TEXT EXCERPT
Hematological Diseases Project 2
In a second project, Dr. White's lab is in the process of identifying a novel erythroid transcription factor to treat anemia and potentially identify a novel treatment for leukemia. This work derives from the study an interesting mouse mutant (call Xpna: x-linked pre and neonatal anemia) which lacks the most important erythroid transcription factor called GATA1. The mice with a GATA1 mutation are born anemia but unexpectedly receiver from their anemia. The hypothesis being tested is that there is a compensatory erythroid transcription factor that replaces GATA1 in these mice and also has the likely characteristic that it can prevent leukemia as well.
Barth Wright, PhD
Associate Professor of Anatomy
Research Interests: Comparative Anatomy and Behavior
Dr. Wright's research examines the various interactions among human and non-human primate food mechanics behavior and morphological and physiological adaptations, particularly craniofacial. These tools and techniques include, but are not limited to, detailed in-field observations of feeding in field tests of food mechanical properties combined with laboratory measures of force transduction using high fidelity 3D imaging and force measurement. His research incorporates a range of tools and techniques, the use of which can prove beneficial to evolutionary biologists and clinicians.
Asma Zaidi, PhD
Professor of Biochemistry
Research Interests: Neurobiology of Brain Aging and Neurodegenerative Disorders
Teaching Expertise: Basic and Clinical Biochemistry, Molecular and Cell Biology
Dr. Zaidi’s research interests are focused on investigating the mechanisms underlying neuronal cell death in brain aging and in neurodegenerative disorders. Her work has shown that disruption of calcium homeostasis is the final common pathway leading to the death of neurons in the central nervous system. She focusses on a calcium transporter called the plasma membrane Ca2+-ATPase (PMCA). The PMCA is responsible for pumping calcium out of neurons to maintain a 10,000-fold gradient that exists across the plasma membrane and is critical for optimal functioning of neurons. Her research showed for the first time that the activity and protein levels of PMCA are progressively reduced in the brain with increasing age. She has also shown that this protein is extremely sensitive to oxidative stress and undergoes inactivation, aggregation and proteolysis when exposed to reactive oxygen species of physiological relevance.

BRIEF
Extend the faculty research profiles by writing what would come right after their final sentence.

Saved entries

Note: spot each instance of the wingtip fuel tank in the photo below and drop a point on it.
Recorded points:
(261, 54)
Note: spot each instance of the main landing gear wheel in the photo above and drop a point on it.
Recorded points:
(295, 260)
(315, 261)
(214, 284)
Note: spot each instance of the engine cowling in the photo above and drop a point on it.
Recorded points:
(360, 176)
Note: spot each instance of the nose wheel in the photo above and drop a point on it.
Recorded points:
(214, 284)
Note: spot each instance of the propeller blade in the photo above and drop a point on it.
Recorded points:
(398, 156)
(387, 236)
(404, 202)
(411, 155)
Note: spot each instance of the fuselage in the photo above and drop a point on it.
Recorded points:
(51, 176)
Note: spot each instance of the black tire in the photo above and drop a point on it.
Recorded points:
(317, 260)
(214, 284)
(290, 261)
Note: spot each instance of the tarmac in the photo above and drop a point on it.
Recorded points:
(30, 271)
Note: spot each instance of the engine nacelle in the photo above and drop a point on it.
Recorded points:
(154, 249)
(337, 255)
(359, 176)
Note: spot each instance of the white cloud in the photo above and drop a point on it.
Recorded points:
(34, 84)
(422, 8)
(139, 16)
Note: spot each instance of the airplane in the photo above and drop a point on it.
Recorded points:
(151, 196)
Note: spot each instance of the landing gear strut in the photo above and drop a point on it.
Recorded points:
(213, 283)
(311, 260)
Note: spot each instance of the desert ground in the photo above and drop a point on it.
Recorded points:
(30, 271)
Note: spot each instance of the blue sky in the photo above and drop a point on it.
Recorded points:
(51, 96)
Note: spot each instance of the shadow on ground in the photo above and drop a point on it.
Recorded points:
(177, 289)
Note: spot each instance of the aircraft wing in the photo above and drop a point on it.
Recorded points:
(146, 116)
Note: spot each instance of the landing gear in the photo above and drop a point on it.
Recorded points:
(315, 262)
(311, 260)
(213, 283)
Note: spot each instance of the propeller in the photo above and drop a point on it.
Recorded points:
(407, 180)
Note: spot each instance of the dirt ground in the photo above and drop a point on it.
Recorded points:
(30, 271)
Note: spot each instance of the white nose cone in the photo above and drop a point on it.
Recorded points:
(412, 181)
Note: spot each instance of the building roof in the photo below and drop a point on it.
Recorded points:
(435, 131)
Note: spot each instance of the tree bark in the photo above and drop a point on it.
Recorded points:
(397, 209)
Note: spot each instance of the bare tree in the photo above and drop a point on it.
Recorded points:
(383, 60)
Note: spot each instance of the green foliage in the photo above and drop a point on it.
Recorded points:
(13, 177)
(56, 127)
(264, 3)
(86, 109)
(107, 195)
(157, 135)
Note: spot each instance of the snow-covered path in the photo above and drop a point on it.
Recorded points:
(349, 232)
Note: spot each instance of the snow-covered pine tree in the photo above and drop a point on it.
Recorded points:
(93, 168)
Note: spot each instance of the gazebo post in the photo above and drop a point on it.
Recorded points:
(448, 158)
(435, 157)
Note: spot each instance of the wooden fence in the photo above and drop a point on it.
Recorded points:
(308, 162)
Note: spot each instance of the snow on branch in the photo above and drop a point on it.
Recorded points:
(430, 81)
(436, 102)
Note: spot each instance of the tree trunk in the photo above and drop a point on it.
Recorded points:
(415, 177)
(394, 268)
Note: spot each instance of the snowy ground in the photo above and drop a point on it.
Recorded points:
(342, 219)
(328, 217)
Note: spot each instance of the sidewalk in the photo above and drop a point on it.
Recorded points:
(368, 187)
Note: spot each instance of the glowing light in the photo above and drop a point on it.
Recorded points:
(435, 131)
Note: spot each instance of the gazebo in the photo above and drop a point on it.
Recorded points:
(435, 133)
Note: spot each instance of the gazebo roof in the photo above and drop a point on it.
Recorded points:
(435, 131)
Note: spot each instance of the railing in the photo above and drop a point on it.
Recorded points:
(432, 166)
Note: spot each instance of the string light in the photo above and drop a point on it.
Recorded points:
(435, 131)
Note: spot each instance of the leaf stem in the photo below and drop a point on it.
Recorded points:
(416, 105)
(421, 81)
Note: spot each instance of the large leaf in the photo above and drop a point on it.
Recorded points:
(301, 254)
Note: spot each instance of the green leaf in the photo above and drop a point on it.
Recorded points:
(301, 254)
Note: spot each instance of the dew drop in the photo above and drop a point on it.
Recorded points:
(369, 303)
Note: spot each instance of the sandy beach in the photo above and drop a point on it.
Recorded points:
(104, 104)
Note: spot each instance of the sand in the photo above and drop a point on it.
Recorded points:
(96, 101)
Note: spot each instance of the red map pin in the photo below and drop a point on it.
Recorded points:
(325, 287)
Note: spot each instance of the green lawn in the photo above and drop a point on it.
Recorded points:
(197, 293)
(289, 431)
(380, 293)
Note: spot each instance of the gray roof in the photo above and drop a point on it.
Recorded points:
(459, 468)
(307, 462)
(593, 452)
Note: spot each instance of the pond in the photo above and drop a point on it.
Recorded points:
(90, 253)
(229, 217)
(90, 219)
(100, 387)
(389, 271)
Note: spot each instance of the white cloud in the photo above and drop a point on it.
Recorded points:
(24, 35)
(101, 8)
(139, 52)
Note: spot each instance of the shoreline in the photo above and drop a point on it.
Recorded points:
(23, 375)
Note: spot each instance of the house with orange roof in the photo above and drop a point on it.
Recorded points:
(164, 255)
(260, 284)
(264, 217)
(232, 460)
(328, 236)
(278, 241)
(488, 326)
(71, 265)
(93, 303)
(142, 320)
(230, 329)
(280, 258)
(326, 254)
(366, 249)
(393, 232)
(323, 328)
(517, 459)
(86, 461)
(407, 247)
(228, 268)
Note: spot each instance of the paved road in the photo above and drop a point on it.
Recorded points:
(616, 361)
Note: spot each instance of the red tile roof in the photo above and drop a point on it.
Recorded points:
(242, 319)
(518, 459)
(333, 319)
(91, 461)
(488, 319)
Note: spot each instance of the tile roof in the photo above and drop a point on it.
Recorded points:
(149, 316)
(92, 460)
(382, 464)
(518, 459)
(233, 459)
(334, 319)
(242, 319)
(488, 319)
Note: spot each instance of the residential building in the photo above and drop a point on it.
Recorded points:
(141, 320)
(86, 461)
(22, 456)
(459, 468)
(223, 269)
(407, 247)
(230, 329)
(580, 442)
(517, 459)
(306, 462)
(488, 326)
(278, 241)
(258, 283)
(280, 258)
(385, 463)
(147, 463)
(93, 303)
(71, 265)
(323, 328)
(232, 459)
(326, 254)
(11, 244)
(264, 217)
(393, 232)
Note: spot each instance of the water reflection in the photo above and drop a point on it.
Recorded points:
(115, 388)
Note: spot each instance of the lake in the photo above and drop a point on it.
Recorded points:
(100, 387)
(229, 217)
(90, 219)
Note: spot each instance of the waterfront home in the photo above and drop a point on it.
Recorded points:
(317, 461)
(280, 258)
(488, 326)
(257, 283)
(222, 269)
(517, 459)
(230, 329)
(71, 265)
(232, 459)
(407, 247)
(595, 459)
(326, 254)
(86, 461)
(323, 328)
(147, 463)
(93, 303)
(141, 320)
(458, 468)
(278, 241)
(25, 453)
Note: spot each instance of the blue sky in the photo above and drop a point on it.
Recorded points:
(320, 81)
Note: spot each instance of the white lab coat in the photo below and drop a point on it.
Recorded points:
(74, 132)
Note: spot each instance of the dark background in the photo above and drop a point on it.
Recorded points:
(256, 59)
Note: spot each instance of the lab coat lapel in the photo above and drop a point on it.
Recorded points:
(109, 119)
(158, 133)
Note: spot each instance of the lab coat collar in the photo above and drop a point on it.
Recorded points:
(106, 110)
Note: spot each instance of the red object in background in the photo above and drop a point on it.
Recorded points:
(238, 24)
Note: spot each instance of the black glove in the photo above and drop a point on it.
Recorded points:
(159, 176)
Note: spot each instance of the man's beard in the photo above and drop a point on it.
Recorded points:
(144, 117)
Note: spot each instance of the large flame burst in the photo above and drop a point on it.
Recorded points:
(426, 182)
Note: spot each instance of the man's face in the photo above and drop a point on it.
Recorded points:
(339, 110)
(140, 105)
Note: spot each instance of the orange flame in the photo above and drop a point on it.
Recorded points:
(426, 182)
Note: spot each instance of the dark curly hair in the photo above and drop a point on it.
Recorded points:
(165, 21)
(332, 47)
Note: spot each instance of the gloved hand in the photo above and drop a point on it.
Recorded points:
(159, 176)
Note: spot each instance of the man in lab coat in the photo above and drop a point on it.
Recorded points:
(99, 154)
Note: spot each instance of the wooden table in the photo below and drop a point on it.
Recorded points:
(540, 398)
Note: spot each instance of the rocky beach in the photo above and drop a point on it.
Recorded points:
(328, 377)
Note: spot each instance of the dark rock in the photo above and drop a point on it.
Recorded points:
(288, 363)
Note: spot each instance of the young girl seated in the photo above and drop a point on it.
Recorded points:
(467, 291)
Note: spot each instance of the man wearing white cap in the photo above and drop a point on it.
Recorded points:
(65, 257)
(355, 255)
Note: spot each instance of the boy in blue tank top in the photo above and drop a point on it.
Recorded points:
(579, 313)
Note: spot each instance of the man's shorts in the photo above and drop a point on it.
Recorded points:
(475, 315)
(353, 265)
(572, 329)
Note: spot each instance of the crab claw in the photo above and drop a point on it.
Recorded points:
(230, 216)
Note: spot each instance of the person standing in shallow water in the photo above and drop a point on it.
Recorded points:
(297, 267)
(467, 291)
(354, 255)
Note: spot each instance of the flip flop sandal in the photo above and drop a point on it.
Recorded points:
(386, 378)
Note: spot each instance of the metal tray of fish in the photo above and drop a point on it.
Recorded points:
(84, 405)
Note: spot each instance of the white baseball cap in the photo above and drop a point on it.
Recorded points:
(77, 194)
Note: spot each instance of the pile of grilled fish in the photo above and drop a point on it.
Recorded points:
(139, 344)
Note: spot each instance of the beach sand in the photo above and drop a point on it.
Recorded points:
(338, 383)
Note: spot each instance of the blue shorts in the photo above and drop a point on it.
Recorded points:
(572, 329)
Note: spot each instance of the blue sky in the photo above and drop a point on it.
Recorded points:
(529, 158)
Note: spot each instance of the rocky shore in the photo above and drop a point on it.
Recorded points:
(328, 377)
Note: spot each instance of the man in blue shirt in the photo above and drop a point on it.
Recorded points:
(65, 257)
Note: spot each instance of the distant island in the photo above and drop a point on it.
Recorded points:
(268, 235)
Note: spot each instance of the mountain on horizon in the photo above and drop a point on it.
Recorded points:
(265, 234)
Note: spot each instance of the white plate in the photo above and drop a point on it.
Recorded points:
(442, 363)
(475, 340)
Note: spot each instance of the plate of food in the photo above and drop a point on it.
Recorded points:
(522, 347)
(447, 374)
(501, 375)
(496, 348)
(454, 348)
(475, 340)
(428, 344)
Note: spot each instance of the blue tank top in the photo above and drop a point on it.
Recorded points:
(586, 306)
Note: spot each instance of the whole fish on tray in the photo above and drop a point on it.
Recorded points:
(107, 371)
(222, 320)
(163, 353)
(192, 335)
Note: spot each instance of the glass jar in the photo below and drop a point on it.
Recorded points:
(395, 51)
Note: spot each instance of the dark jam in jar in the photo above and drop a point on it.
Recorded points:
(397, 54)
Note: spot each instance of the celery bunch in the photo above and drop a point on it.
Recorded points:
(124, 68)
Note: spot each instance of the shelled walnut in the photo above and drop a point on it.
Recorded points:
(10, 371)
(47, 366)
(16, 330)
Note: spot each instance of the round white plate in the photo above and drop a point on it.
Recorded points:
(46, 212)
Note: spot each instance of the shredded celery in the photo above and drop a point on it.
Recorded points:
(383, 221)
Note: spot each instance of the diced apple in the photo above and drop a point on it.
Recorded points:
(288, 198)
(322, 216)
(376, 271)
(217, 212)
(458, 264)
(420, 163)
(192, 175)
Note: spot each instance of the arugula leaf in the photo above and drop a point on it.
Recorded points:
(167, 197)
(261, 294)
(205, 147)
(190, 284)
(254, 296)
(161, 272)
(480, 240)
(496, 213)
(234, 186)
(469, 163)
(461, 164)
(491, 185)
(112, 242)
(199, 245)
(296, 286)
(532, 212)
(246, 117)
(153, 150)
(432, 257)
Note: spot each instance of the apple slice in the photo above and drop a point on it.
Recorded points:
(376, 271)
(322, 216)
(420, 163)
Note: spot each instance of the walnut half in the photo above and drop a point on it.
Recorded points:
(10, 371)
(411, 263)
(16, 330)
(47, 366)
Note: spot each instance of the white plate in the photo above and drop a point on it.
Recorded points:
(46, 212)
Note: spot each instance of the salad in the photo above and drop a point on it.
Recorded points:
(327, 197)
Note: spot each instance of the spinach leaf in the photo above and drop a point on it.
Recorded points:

OUTPUT
Dr. Zaidi’s recent work has identified that the PMCA plays an important role in the selective degeneration of dopaminergic neurons in Parkinson’s Disease (PD). Utilizing human brain post-mortem tissue, animal model as well as a cell culture model of PD, she showed that endogenous levels of PMCA are lower in the substantia nigra of the brain compared to other regions. Additionally, PMCA activity is significantly reduced when exposed to PD mimetics. Currently, she is developing novel strategies to increase the expression of the PMCA, which may serve as a translational target for therapeutic intervention in PD. Several antioxidant flavonoid compounds including resveratrol, curcumin, fisetin and edaravone are emerging as promising targets.